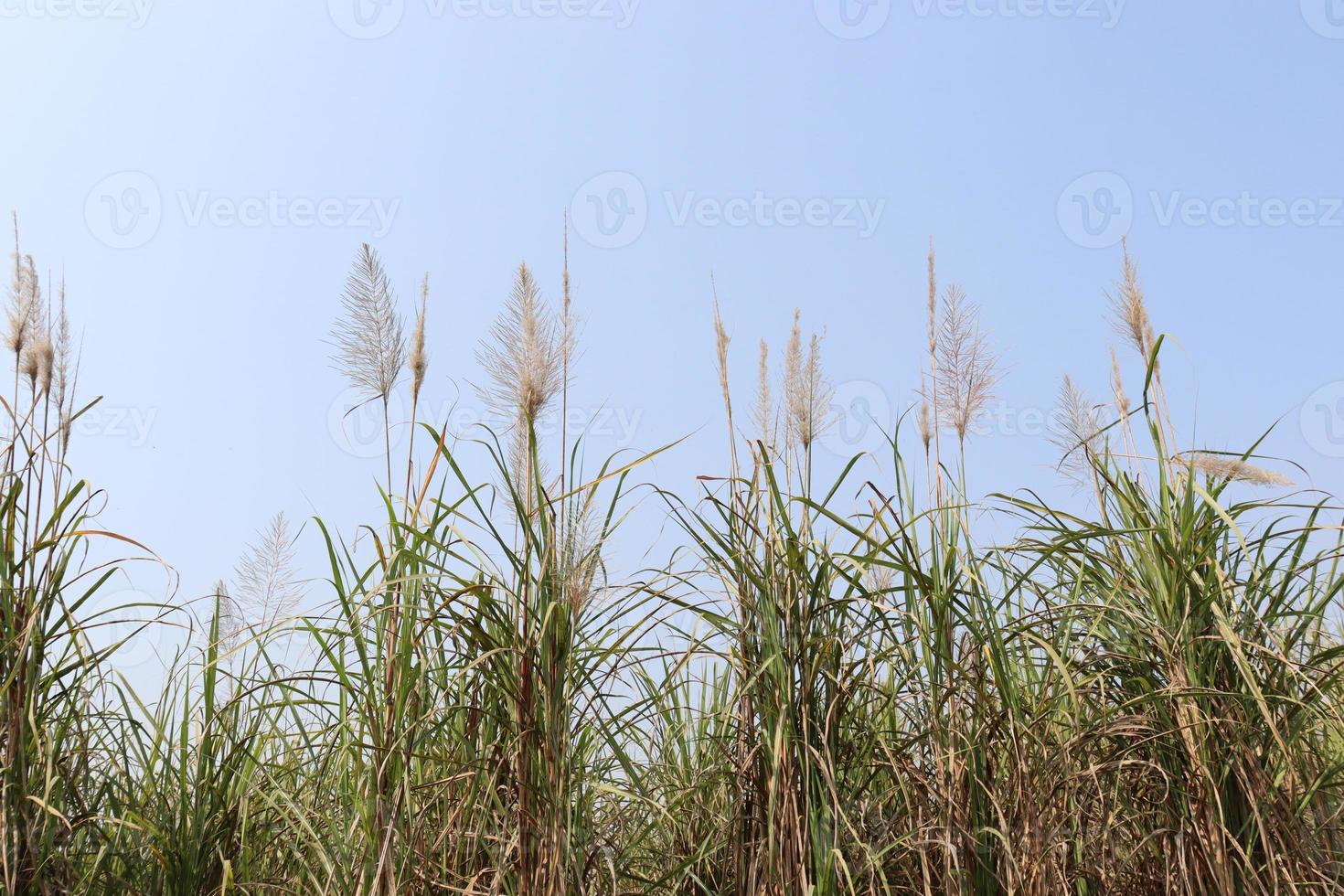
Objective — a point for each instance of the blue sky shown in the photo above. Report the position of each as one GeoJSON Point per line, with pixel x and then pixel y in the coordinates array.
{"type": "Point", "coordinates": [203, 174]}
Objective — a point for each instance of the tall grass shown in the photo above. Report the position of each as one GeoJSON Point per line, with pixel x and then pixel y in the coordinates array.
{"type": "Point", "coordinates": [835, 687]}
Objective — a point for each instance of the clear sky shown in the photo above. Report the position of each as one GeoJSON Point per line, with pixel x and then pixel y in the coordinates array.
{"type": "Point", "coordinates": [203, 174]}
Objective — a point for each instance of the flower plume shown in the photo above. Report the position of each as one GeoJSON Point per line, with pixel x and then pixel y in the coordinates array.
{"type": "Point", "coordinates": [368, 337]}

· · · · · · ·

» **Exercise**:
Every record above should be written out again exactly; the pictures stay out of the copy.

» **Response box**:
Objective — a point for each instance of the blue sky shown in the photo above. Report the position of each as one GeoJSON Point per line, with pixel x and then pixel y in the coordinates array.
{"type": "Point", "coordinates": [203, 174]}
Objective — a point for each instance of the tall grass shown in the photo above. Report the position of each as one GeoJSON Point per line, with pixel x and then pixel y in the coordinates array.
{"type": "Point", "coordinates": [835, 687]}
Objective — a point for each instance of the clear sky shown in the photo above. Report the position of each as one GeoJSON Point per line, with pixel x and then pixel y in the coordinates array.
{"type": "Point", "coordinates": [203, 174]}
Objective — a point for each instance of the flower plume shown in the photo above. Report the position of each as one GeoJSON Point per line, with pixel x and then pixel y in the coordinates array.
{"type": "Point", "coordinates": [368, 337]}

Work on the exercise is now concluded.